Location identification entries
- - -

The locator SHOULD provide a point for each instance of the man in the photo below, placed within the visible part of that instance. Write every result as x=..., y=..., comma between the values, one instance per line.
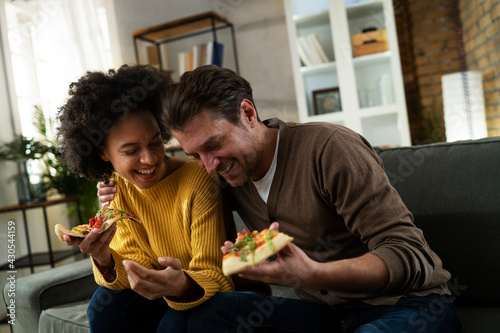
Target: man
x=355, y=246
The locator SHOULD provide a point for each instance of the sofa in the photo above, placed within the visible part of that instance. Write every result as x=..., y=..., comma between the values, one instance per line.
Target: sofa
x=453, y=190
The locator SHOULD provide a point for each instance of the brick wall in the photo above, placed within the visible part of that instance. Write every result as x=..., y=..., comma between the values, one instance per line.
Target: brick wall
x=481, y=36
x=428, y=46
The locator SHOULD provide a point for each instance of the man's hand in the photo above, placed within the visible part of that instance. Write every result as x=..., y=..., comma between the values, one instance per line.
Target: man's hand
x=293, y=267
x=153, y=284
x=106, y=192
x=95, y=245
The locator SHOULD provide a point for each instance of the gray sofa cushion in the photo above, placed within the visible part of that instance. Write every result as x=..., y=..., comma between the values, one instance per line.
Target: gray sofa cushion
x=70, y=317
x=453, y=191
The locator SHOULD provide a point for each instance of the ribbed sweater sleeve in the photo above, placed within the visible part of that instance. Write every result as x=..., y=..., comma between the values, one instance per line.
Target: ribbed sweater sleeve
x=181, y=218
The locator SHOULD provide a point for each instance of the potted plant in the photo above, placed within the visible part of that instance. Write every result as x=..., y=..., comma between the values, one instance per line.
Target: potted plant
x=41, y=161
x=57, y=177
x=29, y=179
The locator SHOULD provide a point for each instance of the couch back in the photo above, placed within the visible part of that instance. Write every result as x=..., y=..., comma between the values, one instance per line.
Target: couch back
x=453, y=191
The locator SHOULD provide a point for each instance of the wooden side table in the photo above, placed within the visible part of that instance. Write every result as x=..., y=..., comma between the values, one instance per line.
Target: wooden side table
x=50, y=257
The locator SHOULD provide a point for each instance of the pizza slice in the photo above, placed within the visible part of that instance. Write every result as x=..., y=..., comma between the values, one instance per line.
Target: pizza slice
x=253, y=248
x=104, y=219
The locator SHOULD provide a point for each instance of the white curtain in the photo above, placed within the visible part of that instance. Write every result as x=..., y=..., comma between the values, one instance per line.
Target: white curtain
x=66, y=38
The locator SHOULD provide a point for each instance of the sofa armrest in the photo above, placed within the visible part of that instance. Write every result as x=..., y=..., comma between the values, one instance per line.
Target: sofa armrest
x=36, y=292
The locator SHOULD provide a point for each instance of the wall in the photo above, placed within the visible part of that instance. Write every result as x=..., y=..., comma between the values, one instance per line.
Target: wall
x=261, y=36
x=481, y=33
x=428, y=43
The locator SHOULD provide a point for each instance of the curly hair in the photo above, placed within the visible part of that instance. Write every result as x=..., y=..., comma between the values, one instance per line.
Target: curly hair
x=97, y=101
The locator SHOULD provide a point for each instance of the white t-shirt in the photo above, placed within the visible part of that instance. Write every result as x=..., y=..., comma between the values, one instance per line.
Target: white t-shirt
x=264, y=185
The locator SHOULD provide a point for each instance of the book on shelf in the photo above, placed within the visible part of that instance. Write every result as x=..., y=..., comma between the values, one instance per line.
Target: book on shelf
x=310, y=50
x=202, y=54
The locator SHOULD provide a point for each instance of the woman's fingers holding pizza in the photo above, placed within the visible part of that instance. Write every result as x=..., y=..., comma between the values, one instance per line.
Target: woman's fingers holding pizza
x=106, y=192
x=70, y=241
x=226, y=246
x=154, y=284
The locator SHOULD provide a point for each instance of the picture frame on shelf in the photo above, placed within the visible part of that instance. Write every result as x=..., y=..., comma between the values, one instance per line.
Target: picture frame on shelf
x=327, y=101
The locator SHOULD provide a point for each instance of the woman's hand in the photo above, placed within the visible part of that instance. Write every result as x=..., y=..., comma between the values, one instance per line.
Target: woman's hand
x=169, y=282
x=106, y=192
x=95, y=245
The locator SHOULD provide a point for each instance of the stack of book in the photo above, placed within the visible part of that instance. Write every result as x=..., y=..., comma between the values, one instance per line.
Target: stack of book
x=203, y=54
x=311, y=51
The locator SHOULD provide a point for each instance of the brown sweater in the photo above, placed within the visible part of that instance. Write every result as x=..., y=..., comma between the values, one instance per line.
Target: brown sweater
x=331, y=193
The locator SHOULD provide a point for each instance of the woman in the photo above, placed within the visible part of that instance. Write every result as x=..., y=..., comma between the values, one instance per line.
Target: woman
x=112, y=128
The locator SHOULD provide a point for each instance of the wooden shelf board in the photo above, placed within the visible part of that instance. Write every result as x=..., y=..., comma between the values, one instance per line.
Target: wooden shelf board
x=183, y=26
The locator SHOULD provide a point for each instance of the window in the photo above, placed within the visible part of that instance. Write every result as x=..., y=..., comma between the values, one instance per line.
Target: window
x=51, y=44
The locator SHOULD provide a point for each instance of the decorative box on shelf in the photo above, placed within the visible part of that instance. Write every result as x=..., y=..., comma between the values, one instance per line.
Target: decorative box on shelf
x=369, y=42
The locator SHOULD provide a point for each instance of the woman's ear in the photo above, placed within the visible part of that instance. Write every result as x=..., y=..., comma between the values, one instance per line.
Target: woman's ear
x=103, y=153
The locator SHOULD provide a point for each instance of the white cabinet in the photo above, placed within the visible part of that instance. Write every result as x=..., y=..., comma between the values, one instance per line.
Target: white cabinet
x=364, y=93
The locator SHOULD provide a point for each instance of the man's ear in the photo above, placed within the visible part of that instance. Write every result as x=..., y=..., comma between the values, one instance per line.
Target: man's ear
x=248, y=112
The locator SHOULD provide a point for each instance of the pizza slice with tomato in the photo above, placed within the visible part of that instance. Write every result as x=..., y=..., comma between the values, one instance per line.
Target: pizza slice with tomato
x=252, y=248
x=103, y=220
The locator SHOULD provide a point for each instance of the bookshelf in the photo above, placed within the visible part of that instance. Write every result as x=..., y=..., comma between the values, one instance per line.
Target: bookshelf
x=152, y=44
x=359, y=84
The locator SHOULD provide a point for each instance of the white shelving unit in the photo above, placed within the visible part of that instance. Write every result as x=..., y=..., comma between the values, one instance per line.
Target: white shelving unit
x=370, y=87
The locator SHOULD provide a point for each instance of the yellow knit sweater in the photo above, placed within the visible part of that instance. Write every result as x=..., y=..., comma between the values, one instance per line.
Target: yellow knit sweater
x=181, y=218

- - -

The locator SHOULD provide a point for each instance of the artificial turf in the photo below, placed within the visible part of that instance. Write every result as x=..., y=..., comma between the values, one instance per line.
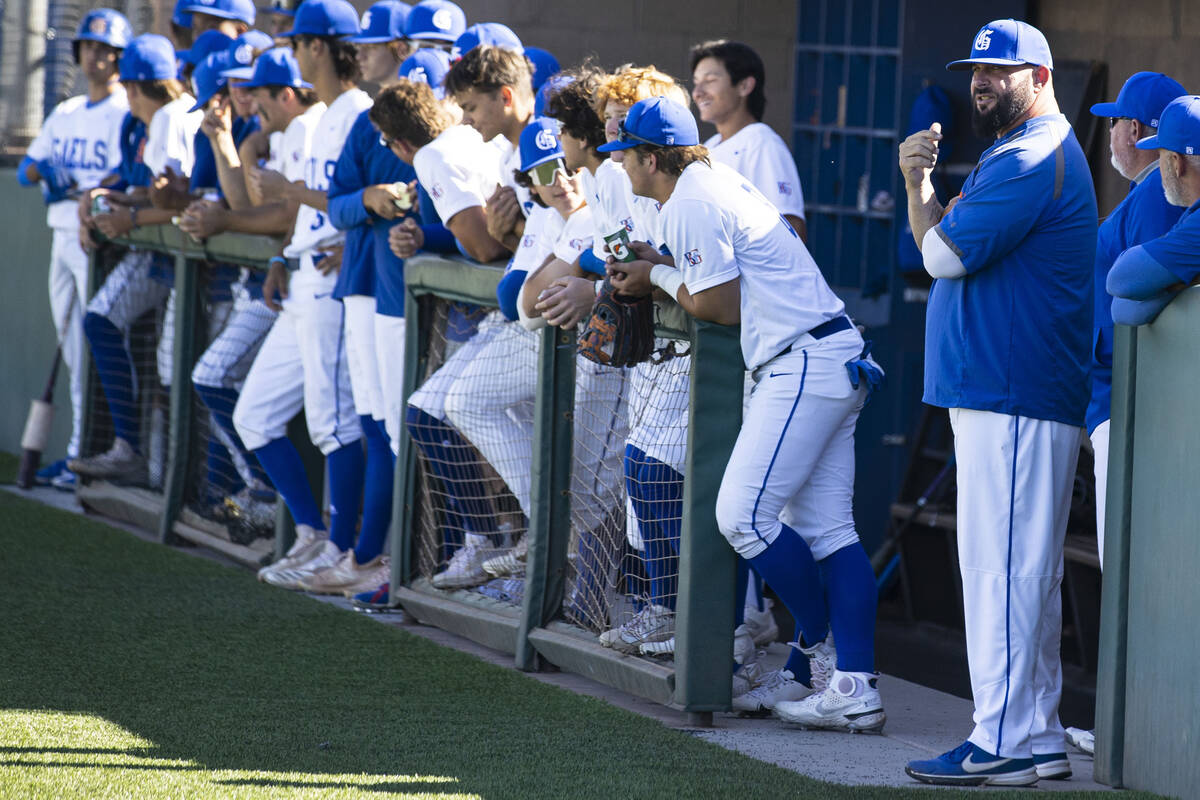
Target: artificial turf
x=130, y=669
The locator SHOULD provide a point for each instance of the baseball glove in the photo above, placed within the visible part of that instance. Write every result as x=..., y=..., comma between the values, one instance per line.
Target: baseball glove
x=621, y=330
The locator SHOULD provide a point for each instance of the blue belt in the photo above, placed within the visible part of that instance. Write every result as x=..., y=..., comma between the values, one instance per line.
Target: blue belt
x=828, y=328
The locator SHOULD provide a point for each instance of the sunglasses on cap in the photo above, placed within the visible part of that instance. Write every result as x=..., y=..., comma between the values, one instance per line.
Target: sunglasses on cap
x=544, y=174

- - -

SET PROBLEM:
Repeat the lines word for word, starting with the line that contains "of the curly" and going on through the line that contains "x=97, y=101".

OUTPUT OF THE TASK:
The locator SHOULD provide a point for each instance of the curly hair in the photo above, placed within the visible part of that instance. Write every result as x=..., y=..., comma between the values, one instance per line.
Target: curly hair
x=97, y=101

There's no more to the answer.